**Extracted text:**

%%

There are many different types of basil, however the succulent, large-leaved, sweet basil is by far the most popular variety for culinary use. Basil's refreshing, clove and anise-like aroma conjures p memories of summer, hardly surprising when one considers how this warmthloving annual thrives in the heat and expires with the first chills of winter. Sweet basil plants grow to around 20 in. (50 cm) high and even more in ideal conditions. The stems are tough, grooved and square with dark-green, oval, crinkly leaves from 1 in. (30 mm) to 4 in. (100 mm) long. The tiny, white, long-stamened flowers should be nipped off to prevent the plant from going to seed and finishing its life cycle. This will also encourage thicker foliage and hence more abundant harvests for the basil-loving cook.

%%

Photo-based referring expression data:
%%

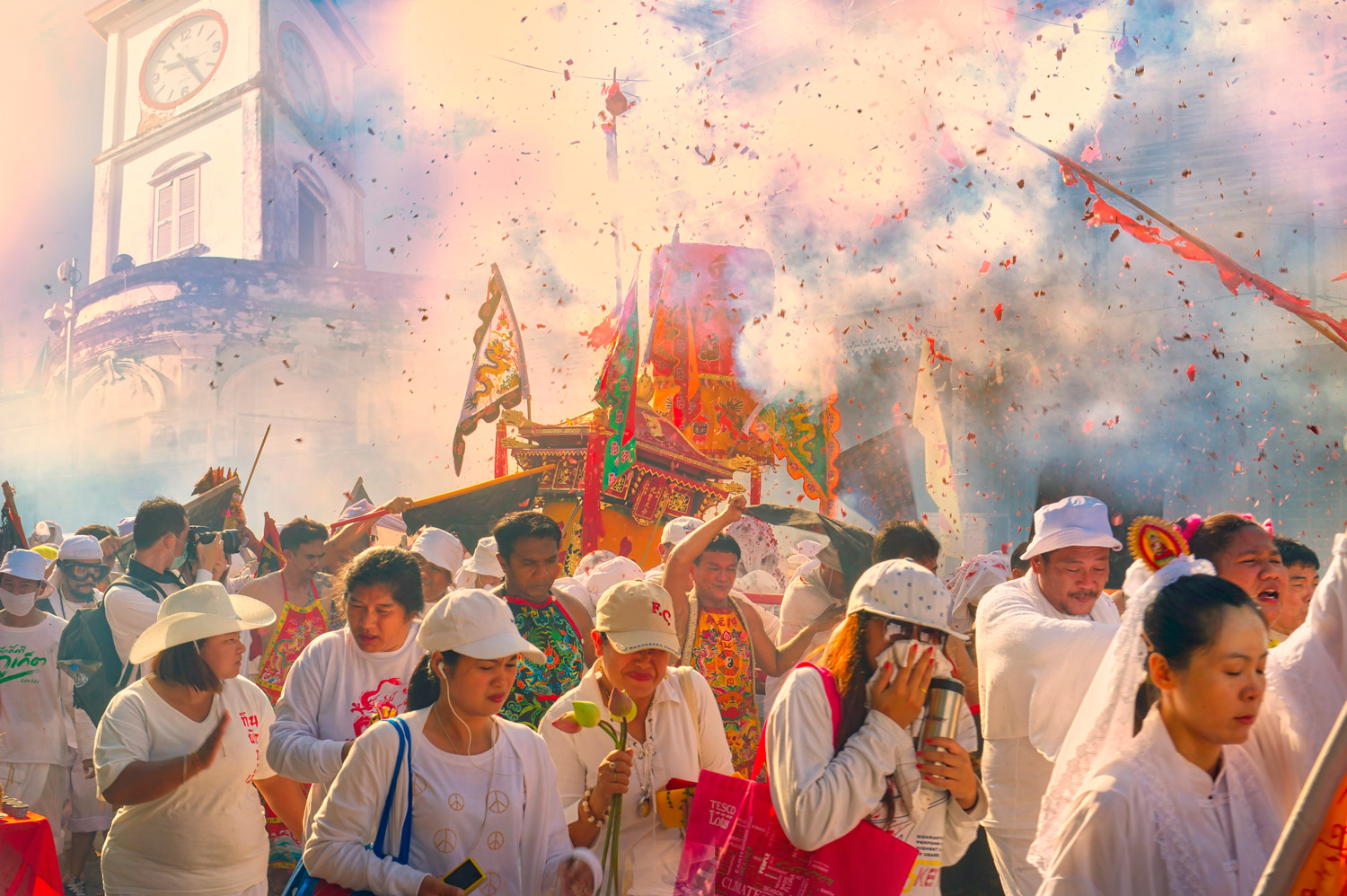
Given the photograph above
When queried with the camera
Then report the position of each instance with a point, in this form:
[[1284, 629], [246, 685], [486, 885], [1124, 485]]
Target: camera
[[232, 540]]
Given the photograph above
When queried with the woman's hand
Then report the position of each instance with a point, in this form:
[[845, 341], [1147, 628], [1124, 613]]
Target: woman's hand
[[946, 764], [900, 696], [577, 879], [614, 777], [436, 887], [205, 753]]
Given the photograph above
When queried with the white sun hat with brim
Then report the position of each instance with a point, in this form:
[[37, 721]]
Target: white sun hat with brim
[[638, 616], [196, 612], [482, 562], [474, 623], [27, 565], [907, 592], [1072, 522]]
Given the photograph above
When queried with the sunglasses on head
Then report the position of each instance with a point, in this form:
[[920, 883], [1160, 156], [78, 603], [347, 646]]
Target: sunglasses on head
[[897, 631], [84, 570]]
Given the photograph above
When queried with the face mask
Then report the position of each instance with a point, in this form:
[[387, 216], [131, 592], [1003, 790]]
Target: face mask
[[18, 604], [897, 654]]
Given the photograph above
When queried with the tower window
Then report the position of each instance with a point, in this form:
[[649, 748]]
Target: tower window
[[177, 215], [313, 228]]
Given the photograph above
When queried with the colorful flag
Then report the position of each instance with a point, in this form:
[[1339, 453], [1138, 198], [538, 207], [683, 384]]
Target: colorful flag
[[616, 391], [700, 298], [498, 377], [939, 465], [803, 433], [269, 557]]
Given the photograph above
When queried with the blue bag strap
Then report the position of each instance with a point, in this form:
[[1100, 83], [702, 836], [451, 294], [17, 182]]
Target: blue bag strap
[[403, 747], [404, 850]]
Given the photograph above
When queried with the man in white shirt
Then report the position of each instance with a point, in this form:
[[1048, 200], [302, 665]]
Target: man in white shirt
[[1040, 640], [161, 534]]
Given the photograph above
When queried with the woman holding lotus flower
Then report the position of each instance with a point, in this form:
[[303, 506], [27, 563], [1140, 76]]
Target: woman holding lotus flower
[[629, 737]]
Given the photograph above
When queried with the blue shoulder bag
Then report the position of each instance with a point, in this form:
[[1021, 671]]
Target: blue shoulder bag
[[304, 884]]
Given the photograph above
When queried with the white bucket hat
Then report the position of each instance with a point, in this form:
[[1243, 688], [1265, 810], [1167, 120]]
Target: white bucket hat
[[439, 549], [81, 549], [638, 616], [904, 591], [482, 562], [679, 529], [477, 624], [1072, 522], [196, 612]]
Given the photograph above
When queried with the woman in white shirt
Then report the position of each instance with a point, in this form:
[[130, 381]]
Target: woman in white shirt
[[348, 680], [896, 627], [1193, 802], [180, 753], [482, 787], [675, 734]]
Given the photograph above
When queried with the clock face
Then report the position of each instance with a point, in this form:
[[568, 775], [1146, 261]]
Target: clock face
[[304, 75], [183, 59]]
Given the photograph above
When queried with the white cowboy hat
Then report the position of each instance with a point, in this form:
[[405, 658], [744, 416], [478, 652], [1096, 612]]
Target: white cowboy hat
[[196, 612]]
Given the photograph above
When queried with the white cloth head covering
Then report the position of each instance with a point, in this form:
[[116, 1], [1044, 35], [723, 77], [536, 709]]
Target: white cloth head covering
[[196, 612], [1072, 522], [482, 562], [904, 591], [970, 583], [477, 624], [83, 549], [679, 529], [1106, 718], [439, 549]]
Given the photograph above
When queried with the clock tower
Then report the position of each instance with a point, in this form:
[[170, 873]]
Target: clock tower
[[224, 132]]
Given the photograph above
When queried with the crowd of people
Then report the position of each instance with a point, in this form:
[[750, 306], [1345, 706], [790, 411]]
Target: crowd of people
[[415, 720]]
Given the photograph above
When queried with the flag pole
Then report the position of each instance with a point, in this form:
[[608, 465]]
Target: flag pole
[[255, 464], [1191, 237]]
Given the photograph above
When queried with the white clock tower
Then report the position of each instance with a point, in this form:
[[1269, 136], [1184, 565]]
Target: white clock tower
[[224, 134]]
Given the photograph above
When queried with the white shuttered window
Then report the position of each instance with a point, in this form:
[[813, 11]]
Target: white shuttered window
[[177, 215]]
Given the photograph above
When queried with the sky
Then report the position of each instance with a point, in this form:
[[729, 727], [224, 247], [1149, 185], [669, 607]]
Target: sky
[[875, 150]]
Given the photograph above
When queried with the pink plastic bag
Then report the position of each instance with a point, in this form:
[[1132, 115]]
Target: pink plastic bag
[[735, 847]]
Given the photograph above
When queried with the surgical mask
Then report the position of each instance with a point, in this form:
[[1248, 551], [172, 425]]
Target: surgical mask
[[18, 604], [897, 654]]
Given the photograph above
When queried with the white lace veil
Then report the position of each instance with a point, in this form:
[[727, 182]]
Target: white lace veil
[[1104, 724]]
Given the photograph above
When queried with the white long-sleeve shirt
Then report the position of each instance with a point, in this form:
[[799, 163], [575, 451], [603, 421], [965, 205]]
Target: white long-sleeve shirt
[[1152, 823], [523, 786], [681, 740], [333, 693], [822, 794], [1034, 664]]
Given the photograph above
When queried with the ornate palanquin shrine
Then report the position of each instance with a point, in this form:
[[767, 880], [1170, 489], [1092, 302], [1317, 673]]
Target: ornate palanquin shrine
[[670, 479]]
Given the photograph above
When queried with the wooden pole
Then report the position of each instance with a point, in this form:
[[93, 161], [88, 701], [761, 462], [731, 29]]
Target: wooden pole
[[1263, 283], [255, 464]]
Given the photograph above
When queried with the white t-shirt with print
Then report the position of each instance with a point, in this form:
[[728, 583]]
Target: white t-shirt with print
[[333, 693], [207, 837]]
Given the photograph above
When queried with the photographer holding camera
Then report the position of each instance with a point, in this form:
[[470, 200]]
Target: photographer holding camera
[[169, 556]]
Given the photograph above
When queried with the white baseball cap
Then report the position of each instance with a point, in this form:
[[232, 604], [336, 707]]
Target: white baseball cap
[[1072, 522], [196, 612], [482, 562], [638, 616], [477, 624], [81, 549], [679, 529], [439, 549], [904, 591]]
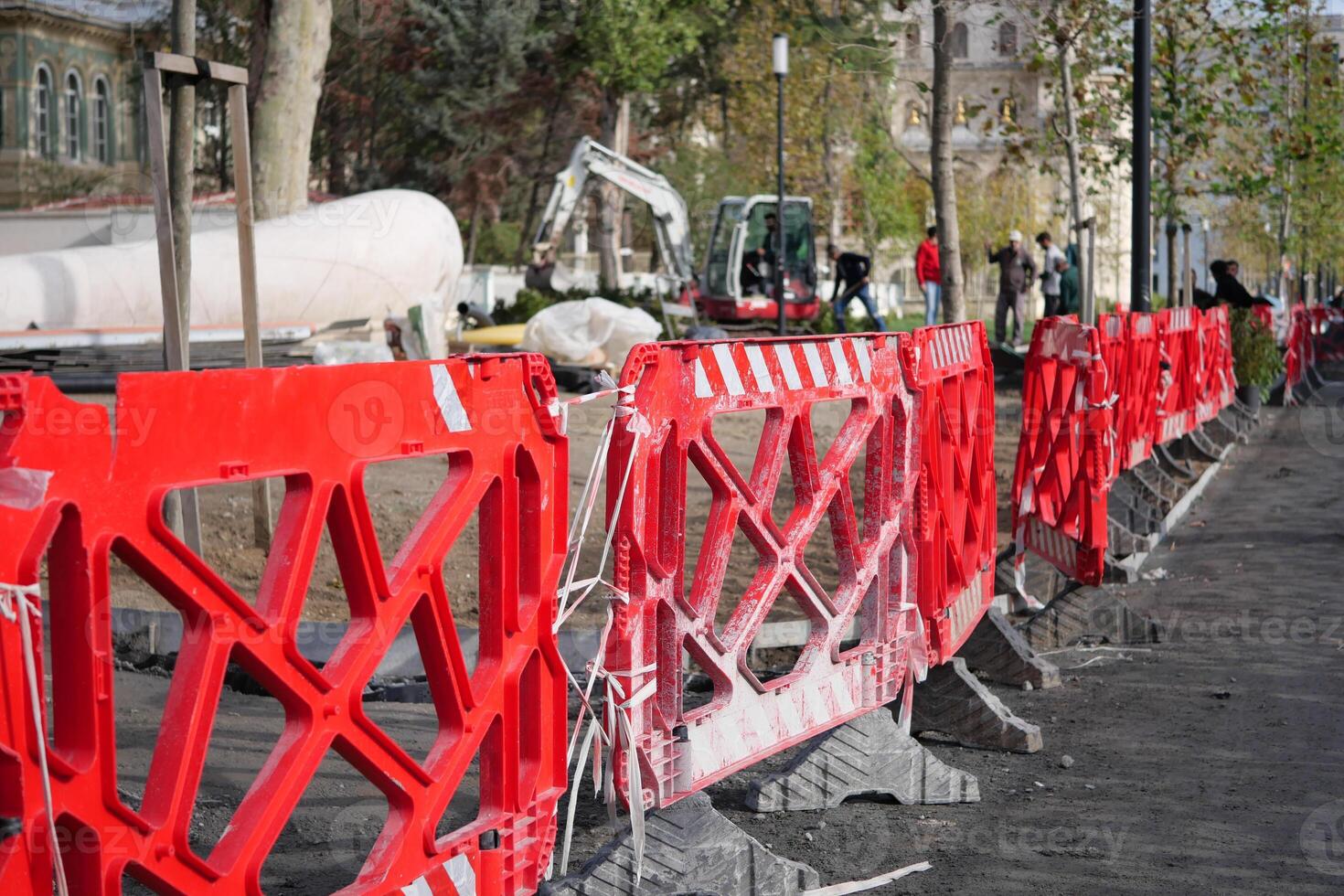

%%

**Tasks for this exercise:**
1: According to the basil text, how tall do sweet basil plants grow?
2: From the basil text, reproduce the passage between "There are many" and "the basil-loving cook.", inclusive.

**Solutions per task:**
1: Around 20 in. (50 cm) high, and even more in ideal conditions.

2:
There are many different types of basil, however the succulent, large-leaved, sweet basil is by far the most popular variety for culinary use. Basil's refreshing, clove and anise-like aroma conjures p memories of summer, hardly surprising when one considers how this warmthloving annual thrives in the heat and expires with the first chills of winter. Sweet basil plants grow to around 20 in. (50 cm) high and even more in ideal conditions. The stems are tough, grooved and square with dark-green, oval, crinkly leaves from 1 in. (30 mm) to 4 in. (100 mm) long. The tiny, white, long-stamened flowers should be nipped off to prevent the plant from going to seed and finishing its life cycle. This will also encourage thicker foliage and hence more abundant harvests for the basil-loving cook.